Extracted data entries:
★ ★ ★

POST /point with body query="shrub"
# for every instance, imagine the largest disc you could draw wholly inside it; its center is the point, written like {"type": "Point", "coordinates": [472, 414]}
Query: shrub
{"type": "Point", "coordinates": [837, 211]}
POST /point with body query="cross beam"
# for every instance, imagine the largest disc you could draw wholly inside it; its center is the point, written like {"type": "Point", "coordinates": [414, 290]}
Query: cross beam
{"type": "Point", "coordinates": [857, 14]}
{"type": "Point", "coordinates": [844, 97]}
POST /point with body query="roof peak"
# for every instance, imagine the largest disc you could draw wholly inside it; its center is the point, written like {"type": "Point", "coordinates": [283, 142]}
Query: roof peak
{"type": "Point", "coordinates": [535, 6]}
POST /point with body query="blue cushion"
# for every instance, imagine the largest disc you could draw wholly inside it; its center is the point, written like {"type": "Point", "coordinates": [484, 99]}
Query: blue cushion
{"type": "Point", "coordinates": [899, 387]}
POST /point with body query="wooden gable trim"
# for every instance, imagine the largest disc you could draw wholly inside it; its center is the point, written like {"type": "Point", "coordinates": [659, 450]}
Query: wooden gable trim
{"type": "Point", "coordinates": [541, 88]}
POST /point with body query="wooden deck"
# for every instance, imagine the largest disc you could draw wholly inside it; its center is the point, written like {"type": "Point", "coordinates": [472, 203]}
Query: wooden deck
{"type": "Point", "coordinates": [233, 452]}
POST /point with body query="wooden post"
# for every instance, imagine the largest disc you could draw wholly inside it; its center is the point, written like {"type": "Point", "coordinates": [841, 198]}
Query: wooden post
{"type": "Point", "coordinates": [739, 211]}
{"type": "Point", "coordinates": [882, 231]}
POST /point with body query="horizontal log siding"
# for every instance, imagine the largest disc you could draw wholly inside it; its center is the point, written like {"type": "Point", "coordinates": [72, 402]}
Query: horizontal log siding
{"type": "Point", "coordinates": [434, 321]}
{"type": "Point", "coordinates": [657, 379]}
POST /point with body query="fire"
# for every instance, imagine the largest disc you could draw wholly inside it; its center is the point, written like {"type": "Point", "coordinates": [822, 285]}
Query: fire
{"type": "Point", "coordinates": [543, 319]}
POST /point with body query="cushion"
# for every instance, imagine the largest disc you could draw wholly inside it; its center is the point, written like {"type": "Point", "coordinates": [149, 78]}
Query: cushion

★ ★ ★

# Aim of the task
Restate the listing in full, word for word.

# Correct answer
POST /point with body query="shrub"
# for every instance, imagine the largest disc you could draw wholly inside it; its center is the point, written like {"type": "Point", "coordinates": [472, 414]}
Query: shrub
{"type": "Point", "coordinates": [837, 211]}
POST /point with body query="cross beam"
# for every instance, imagine the largest disc you could draw wholly inside it; its center is the point, written like {"type": "Point", "coordinates": [414, 290]}
Query: cross beam
{"type": "Point", "coordinates": [857, 14]}
{"type": "Point", "coordinates": [844, 97]}
POST /point with body query="roof peak"
# for every instance, imagine the largest disc you could draw wholly inside it; its center is the point, written like {"type": "Point", "coordinates": [283, 142]}
Query: roof peak
{"type": "Point", "coordinates": [535, 6]}
POST /point with body query="blue cushion"
# for every instance, imagine the largest disc you could draw wholly inside it; its center is the point, written like {"type": "Point", "coordinates": [484, 99]}
Query: blue cushion
{"type": "Point", "coordinates": [899, 387]}
POST /point with body query="wooden gable trim"
# for every instance, imagine the largest disc you could draw wholly inside it; its center is the point, written like {"type": "Point", "coordinates": [659, 450]}
Query: wooden gable trim
{"type": "Point", "coordinates": [541, 88]}
POST /point with body query="wooden deck"
# for every instance, imagine the largest disc you could draw wholly inside it; its center is the point, written like {"type": "Point", "coordinates": [472, 203]}
Query: wooden deck
{"type": "Point", "coordinates": [233, 452]}
POST /point with body query="wooden post"
# for every instance, imagine the largest disc you could draw wholly inside it; its center is the point, written like {"type": "Point", "coordinates": [841, 198]}
Query: wooden post
{"type": "Point", "coordinates": [739, 211]}
{"type": "Point", "coordinates": [882, 231]}
POST /point with body query="horizontal log siding"
# for every instance, imagine the largest disc you could draw wholly inside it; its center is the point, written like {"type": "Point", "coordinates": [72, 402]}
Query: horizontal log siding
{"type": "Point", "coordinates": [434, 321]}
{"type": "Point", "coordinates": [657, 379]}
POST /point with body query="fire"
# for every instance, imagine the largest disc you could draw wholly inside it; its center is the point, written like {"type": "Point", "coordinates": [822, 285]}
Query: fire
{"type": "Point", "coordinates": [543, 319]}
POST /point with body query="cushion"
# for every instance, imagine the largest disc you could draw wholly inside it; its center is the point, written like {"type": "Point", "coordinates": [149, 78]}
Query: cushion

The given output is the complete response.